Required task 1:
Carry over the entries from the line holding "Point out the roasted" through the end of the entries, inclusive, keeping the requests and their wording unchanged but adding -136 to every coordinate in the answers.

— Begin Page excerpt —

On March 13, 2025, the Company paid the previously unpaid interest totaling $710,897, after the Decathlon debt was paid in full. As noted above, the Company paid the Decathlon debt in full on March 3, 2025 and no longer had to receive written consent to make these payments. On April 10, 2025, the Long-Term Note was amended and restated whereby the principal amount of $5,486,000 previously due and payable under the original Long-Term Note, together with all accrued and unpaid interest owing thereunder, shall be due and payable on May 1, 2028, and such amended note shall become a senior secured instrument. Principal and interest payments under the amended Long-Term Note shall be payable monthly on the first day of each month commencing on June 1, 2025 for thirty-six consecutive months thereafter.
The balance of Long-Term Note recorded at March 31, 2025 and December 31, 2024 was $5,518,934 and $6,076,978, respectively. Interest and accretion expense related to the notes totaled $152,852 and $152,855 for the three months ended March 31, 2025 and 2024 respectively.
Conduit Capital Bridge Loan
On July 22, 2024, the Company obtained bridge loan financing for working capital purposes from Conduit Capital U.S. Holdings LLC (“Conduit”), an unaffiliated lender (the “Original Conduit Note”). On such date, Conduit loaned the principal sum of $500,000 to the Company on an original issue (“OID”) basis of 20% and accordingly, Conduit advanced $400,000 to the Company (the “Initial Conduit Loan”). The loans due to Conduit accrued interest on the unpaid principal amount, without deduction for the OID, at an annual rate of 20%; provided that payment in full on the Conduit Maturity Date (as defined below) would satisfy the interest accrual on the loans from initial issuance to the Conduit Maturity Date. The Company may request that Conduit provide additional advances for working capital on identical terms, conditions and interest rate as the Initial Conduit Loan on an OID basis, up to an aggregate principal sum of $500,000, and Conduit had the right, without commitment or obligation, to make such requested loan(s) by advancing 80% percent of the principal thereof. All such loans were secured by a pledge of all of the Company’s assets. As a condition to such loan(s), the Company agreed to cause the nomination of a designee of Conduit for election to its Board of Directors.
The loans due to Conduit were scheduled to become due on July 21, 2025 (the “Conduit Maturity Date”). In accordance with the terms of the loan agreements with Conduit, if the Company consummated one or more equity offerings prior to the Conduit Maturity Date in which it derived aggregate gross proceeds of at least $3.15 million, it would be required to repay the unpaid principal balance of the Initial Conduit Loan, including the OID, simultaneous with the closing(s) of such offering(s). Further, if the Company consummated one or more equity offerings prior to the Conduit Maturity Date in which it derived aggregate gross proceeds of at least $4.4 million, the Company would be required to repay the entire unpaid principal amount of all loans due to Conduit, including the OID, simultaneous with the closing(s) of such offering(s).
At issuance of the Original Conduit Note, the Company concluded that the potential acceleration of amounts outstanding under the loan agreements with Conduit upon an event of default or if the Company consummated one or more equity offerings meeting certain criteria (as noted above) included a substantial premium and met the requirement to be bifurcated and recorded as a derivative liability at fair value at inception and revalued at the end of each quarterly reporting period. The Company determined the initial fair value of this embedded derivative liability to be $8,080 and recorded a corresponding debt discount. As of December 31, 2024, the fair value of this embedded derivative liability was estimated to be $28,360 and was recorded within current liabilities.

— End Page excerpt —

Required task 2:
Retype the passage of the debt disclosure between "On March 13, 2025, the" and "consecutive months thereafter.", inclusive, without changing any wording.

— Begin Input material —

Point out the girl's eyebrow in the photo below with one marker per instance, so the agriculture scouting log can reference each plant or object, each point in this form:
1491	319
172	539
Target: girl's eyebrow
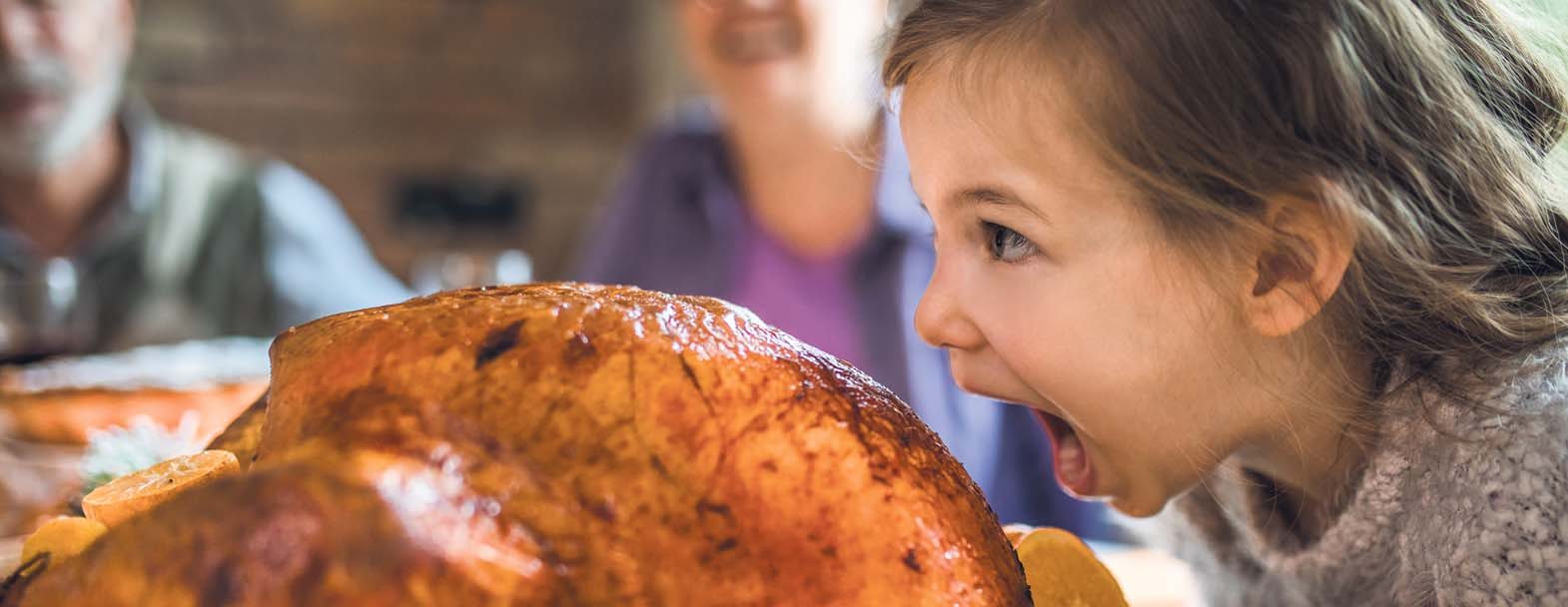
996	197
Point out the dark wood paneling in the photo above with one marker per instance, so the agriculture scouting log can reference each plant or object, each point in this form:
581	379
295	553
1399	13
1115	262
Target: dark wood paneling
360	93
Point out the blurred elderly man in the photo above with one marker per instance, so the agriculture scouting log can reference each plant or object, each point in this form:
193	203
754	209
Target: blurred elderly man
789	194
118	230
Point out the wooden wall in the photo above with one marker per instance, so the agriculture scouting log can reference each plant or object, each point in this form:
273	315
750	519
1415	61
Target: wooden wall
363	93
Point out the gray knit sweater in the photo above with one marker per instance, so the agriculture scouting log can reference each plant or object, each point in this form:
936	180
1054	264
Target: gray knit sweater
1432	521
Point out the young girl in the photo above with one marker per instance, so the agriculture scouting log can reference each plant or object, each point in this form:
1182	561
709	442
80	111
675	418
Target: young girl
1287	274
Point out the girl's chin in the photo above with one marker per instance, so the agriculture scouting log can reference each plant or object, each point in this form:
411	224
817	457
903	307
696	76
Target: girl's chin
1139	505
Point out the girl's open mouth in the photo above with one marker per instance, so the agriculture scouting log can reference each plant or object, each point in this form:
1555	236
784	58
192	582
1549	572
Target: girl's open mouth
1075	471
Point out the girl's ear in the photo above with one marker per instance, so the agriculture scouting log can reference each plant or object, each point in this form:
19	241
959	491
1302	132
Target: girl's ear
1298	267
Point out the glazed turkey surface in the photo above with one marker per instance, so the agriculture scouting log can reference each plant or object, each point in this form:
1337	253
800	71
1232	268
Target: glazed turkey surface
561	445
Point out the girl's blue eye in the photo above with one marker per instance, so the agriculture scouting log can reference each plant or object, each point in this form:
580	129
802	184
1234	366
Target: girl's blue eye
1006	245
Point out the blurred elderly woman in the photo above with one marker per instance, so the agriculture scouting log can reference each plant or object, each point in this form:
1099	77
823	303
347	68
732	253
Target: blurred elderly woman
787	192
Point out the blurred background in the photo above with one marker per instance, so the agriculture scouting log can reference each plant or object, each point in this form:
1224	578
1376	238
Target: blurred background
382	99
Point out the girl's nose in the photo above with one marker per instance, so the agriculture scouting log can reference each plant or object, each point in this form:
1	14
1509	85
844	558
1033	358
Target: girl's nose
941	317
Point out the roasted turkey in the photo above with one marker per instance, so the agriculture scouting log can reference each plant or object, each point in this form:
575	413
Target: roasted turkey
560	445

— End Input material —

Exercise result 1:
Point out the roasted turkey in the photo above with one marker per instance, so the agriculture scouting log can reference each plant or object, each point in this form:
575	413
Target: roasted turkey
424	309

Exercise result 2:
On March 13, 2025, the Company paid the previously unpaid interest totaling $710,897, after the Decathlon debt was paid in full. As noted above, the Company paid the Decathlon debt in full on March 3, 2025 and no longer had to receive written consent to make these payments. On April 10, 2025, the Long-Term Note was amended and restated whereby the principal amount of $5,486,000 previously due and payable under the original Long-Term Note, together with all accrued and unpaid interest owing thereunder, shall be due and payable on May 1, 2028, and such amended note shall become a senior secured instrument. Principal and interest payments under the amended Long-Term Note shall be payable monthly on the first day of each month commencing on June 1, 2025 for thirty-six consecutive months thereafter.